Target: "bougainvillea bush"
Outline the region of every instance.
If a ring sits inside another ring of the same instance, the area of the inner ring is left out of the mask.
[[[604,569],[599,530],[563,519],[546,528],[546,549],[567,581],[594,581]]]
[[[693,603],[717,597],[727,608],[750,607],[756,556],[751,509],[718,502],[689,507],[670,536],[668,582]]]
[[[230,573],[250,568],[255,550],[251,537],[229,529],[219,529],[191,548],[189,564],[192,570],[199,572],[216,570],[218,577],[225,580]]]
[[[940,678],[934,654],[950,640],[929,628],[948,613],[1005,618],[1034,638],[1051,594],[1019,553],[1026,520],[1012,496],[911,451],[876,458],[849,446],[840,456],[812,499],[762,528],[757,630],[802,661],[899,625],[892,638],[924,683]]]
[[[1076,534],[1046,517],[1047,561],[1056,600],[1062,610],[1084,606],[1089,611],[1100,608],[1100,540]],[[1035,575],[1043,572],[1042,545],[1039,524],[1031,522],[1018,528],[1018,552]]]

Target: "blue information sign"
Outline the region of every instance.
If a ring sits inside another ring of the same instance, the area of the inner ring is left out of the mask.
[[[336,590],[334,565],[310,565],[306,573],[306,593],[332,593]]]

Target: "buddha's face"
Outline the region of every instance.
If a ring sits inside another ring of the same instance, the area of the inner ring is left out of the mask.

PROBLEM TO SOLVE
Search the listing for the word "Target", and copy every line in which it is found.

ANSWER TO THE EXERCISE
Target: "bougainvillea bush"
Target: "blue information sign"
Target: "buddha's face"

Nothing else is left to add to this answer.